▸ ABOUT THIS EXERCISE: Scan the records for the line containing "Target: white commercial building". From there through the last line, write out each line exactly.

[EXTRACTED DATA — start]

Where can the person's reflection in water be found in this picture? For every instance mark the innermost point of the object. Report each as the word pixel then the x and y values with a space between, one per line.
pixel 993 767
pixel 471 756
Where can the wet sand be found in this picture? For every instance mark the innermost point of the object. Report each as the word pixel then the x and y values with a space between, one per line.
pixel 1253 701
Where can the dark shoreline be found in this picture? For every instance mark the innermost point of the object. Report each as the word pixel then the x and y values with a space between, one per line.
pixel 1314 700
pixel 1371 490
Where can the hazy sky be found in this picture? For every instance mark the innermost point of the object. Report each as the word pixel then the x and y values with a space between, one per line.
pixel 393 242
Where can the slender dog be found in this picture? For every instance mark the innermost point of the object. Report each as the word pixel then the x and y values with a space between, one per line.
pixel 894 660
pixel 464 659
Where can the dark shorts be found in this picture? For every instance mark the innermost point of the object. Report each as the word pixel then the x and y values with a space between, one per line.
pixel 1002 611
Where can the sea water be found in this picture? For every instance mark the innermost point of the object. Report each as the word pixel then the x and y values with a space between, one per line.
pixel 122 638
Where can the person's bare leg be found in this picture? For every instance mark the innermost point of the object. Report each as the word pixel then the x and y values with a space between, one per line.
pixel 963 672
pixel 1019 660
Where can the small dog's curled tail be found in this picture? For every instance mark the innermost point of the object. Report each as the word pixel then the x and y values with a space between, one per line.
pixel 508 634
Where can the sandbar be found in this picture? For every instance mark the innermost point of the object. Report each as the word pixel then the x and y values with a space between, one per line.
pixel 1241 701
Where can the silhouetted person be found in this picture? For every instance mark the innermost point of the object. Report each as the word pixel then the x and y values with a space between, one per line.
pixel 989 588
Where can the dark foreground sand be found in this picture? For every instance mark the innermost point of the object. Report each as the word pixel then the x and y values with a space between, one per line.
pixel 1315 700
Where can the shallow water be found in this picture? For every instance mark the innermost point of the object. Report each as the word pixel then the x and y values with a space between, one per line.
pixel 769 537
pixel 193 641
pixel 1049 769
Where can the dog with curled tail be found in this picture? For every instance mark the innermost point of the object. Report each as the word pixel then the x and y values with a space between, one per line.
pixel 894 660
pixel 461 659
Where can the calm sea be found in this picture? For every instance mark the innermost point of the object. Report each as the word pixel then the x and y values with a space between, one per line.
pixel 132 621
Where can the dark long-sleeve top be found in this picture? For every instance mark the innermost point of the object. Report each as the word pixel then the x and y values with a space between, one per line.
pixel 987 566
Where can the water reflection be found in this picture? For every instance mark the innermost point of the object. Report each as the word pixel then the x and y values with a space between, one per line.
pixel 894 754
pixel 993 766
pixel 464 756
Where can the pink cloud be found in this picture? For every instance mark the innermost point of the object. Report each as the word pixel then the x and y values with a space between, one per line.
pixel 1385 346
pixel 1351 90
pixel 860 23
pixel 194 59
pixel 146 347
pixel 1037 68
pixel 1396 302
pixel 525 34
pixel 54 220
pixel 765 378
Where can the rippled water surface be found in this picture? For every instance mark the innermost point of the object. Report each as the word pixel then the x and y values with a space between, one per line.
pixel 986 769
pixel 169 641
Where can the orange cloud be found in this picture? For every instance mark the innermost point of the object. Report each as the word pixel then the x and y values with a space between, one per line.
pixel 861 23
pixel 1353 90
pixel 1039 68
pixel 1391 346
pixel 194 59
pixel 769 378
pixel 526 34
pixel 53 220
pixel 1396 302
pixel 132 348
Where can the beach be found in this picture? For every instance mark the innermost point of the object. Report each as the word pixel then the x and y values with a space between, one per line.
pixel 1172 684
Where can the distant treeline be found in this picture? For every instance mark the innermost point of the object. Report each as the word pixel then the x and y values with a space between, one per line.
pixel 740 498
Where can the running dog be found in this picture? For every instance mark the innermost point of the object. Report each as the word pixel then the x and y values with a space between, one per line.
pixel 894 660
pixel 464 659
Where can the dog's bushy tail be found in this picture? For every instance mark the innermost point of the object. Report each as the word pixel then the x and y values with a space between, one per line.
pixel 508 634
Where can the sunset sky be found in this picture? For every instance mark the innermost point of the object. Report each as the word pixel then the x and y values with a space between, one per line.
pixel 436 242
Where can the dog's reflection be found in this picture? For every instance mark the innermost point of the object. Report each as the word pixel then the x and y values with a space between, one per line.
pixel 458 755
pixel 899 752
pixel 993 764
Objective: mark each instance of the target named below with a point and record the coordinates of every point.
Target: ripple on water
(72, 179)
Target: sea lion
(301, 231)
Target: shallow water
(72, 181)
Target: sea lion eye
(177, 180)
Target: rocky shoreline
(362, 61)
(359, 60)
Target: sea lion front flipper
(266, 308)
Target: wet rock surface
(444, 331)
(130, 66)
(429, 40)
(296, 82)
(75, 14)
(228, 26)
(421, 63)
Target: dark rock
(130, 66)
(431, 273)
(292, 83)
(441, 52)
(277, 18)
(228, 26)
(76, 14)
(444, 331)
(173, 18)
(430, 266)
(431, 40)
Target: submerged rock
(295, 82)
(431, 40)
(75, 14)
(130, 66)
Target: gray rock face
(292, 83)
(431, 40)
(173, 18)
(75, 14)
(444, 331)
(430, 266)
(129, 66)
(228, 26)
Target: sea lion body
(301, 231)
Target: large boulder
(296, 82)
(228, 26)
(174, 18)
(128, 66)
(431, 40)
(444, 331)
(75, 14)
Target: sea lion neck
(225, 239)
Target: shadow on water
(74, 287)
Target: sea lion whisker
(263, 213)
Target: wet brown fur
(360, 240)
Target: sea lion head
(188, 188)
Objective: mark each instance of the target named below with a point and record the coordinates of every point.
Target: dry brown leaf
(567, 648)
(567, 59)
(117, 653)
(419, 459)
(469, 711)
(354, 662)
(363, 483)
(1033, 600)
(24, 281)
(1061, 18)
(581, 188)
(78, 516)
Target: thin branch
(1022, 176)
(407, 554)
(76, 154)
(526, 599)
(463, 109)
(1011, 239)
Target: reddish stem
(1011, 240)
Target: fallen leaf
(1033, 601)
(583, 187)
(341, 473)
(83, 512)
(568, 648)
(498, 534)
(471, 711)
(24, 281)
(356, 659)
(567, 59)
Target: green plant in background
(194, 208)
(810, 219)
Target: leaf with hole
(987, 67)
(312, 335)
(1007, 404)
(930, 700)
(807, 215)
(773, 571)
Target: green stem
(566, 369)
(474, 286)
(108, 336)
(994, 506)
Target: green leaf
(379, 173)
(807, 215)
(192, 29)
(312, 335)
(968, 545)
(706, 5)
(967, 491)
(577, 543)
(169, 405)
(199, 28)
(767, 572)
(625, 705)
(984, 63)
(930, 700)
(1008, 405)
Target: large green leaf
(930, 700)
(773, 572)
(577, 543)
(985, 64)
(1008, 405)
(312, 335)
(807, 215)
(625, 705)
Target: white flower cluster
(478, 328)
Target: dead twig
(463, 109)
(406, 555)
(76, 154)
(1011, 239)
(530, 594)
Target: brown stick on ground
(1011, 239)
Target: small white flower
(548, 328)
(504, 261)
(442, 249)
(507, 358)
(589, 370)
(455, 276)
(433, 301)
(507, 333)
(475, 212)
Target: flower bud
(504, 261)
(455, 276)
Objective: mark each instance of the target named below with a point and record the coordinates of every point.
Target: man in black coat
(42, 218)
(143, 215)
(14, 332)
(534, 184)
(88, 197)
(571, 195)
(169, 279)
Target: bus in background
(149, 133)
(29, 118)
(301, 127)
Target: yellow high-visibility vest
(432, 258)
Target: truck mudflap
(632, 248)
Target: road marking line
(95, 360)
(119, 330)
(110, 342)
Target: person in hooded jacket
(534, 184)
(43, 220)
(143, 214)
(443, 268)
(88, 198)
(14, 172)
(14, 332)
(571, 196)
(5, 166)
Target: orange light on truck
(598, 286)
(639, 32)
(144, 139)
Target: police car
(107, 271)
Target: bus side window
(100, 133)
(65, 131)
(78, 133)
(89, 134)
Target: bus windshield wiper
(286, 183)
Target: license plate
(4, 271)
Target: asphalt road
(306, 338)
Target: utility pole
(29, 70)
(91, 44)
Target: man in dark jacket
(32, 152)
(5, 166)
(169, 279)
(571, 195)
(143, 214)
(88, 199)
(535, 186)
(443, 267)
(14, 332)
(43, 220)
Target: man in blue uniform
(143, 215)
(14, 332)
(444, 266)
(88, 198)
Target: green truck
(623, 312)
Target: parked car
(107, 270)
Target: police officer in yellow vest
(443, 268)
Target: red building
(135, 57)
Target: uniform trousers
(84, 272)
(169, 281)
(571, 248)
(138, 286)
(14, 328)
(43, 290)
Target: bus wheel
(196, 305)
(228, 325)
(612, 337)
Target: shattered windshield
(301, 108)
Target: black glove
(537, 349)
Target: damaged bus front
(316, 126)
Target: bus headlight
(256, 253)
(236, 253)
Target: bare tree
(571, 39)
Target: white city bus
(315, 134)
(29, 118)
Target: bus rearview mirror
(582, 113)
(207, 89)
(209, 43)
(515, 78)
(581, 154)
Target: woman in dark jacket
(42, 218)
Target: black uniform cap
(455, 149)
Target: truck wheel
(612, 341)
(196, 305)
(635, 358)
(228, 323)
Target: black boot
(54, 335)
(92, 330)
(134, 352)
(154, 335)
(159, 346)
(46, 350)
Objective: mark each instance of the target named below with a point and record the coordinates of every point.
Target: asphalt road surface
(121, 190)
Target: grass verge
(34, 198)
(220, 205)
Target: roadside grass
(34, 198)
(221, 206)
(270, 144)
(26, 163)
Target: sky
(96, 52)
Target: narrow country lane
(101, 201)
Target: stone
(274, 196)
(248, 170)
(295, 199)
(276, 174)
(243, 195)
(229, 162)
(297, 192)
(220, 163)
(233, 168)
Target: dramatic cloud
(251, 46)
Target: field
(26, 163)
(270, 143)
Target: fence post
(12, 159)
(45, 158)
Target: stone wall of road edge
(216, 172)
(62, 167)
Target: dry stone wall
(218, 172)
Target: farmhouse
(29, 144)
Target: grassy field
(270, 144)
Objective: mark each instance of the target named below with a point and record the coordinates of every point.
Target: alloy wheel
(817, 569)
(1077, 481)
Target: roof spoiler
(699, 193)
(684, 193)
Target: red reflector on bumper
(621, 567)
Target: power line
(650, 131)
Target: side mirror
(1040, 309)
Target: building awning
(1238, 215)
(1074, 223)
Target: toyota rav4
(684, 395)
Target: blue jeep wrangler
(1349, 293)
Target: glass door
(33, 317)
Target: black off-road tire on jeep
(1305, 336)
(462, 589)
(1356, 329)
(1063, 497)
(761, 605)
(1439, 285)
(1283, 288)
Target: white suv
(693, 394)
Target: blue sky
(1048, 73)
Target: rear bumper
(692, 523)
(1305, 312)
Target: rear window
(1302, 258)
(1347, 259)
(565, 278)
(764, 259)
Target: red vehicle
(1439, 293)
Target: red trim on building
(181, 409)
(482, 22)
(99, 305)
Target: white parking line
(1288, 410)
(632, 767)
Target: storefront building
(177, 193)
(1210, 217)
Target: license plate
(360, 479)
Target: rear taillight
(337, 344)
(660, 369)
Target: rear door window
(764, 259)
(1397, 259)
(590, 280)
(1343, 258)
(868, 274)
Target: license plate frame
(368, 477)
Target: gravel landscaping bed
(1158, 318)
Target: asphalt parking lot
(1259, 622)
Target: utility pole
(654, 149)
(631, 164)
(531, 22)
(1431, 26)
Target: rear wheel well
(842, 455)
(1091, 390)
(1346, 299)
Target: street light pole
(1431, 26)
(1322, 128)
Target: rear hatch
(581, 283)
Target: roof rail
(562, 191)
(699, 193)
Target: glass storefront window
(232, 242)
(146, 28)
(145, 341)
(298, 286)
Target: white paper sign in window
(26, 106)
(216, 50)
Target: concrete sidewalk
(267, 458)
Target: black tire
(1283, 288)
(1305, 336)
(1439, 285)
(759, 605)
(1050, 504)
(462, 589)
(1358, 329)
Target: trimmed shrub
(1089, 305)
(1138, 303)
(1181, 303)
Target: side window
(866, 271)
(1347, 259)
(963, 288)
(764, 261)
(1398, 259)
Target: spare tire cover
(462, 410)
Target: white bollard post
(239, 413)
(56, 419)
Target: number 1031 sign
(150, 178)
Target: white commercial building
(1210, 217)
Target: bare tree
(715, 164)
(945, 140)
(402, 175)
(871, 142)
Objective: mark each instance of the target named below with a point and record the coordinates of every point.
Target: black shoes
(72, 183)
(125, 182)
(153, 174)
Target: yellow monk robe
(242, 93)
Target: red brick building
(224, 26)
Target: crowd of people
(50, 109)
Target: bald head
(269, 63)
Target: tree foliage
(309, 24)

[EXTRACTED DATA — finish]

▸ SOLUTION TO THIS TASK:
Target: white commercial building
(1210, 217)
Target: bare tree
(715, 164)
(945, 140)
(402, 175)
(871, 142)
Objective: mark each instance of the target named below with a point and record the coordinates of every point.
Target: black shoes
(72, 183)
(125, 182)
(153, 174)
Target: yellow monk robe
(242, 93)
Target: red brick building
(224, 26)
Target: crowd of people
(50, 109)
Target: bald head
(269, 63)
Target: tree foliage
(309, 24)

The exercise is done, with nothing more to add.